# Start of RECORDS FOR THIS TASK

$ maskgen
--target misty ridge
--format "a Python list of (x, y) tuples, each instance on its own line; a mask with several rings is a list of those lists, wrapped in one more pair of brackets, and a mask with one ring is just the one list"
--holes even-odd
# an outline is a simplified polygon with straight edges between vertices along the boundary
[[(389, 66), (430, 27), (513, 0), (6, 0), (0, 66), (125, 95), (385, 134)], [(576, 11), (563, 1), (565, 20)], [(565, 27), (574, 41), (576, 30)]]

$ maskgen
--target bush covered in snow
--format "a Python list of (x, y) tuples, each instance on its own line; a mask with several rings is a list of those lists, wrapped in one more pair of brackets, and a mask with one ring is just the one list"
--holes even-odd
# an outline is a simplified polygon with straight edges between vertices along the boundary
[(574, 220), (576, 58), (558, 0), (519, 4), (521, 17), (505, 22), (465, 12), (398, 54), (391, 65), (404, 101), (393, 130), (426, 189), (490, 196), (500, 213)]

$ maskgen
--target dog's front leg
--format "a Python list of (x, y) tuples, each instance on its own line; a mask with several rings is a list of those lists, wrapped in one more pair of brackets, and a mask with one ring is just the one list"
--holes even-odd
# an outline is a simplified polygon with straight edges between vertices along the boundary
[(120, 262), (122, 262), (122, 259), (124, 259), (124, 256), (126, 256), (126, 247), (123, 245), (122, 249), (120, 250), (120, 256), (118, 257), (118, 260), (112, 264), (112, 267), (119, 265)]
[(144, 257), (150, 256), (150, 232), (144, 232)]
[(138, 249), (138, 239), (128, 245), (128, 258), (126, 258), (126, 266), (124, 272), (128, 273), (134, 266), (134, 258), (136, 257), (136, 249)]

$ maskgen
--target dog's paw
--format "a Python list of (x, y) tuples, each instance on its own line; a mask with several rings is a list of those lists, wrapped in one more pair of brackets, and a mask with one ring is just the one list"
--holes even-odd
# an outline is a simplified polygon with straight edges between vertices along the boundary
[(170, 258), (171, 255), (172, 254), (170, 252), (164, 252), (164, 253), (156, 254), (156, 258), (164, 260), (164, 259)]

# End of RECORDS FOR THIS TASK

▸ **PROBLEM**:
Will you copy out in full every line from the first one through the line containing "196), (500, 213)]", inclusive, shifting each coordinate in the answers up by 23?

▸ **EXPECTED ANSWER**:
$ maskgen
--target misty ridge
--format "a Python list of (x, y) tuples, each instance on its own line; a mask with several rings is a list of those lists, wrapped in one more pair of brackets, and a mask with one ring is just the one list"
--holes even-odd
# an outline is a simplified polygon with straight edges between vertices along the boundary
[[(412, 89), (453, 50), (536, 23), (29, 23), (23, 89), (148, 118), (408, 157)], [(599, 34), (586, 24), (588, 43)], [(588, 50), (597, 64), (599, 53)]]

$ maskgen
--target bush covered in snow
--format "a Python list of (x, y) tuples, each instance on its own line; a mask with several rings is a list of those lists, wrapped in one more pair of brackets, and a mask with one ring is just the one list"
--holes even-odd
# an outline is a simplified polygon with straight edges between vertices along the boundary
[(597, 243), (599, 81), (581, 23), (542, 27), (544, 40), (528, 45), (488, 35), (421, 77), (414, 88), (427, 124), (416, 153), (449, 212), (513, 219), (523, 236)]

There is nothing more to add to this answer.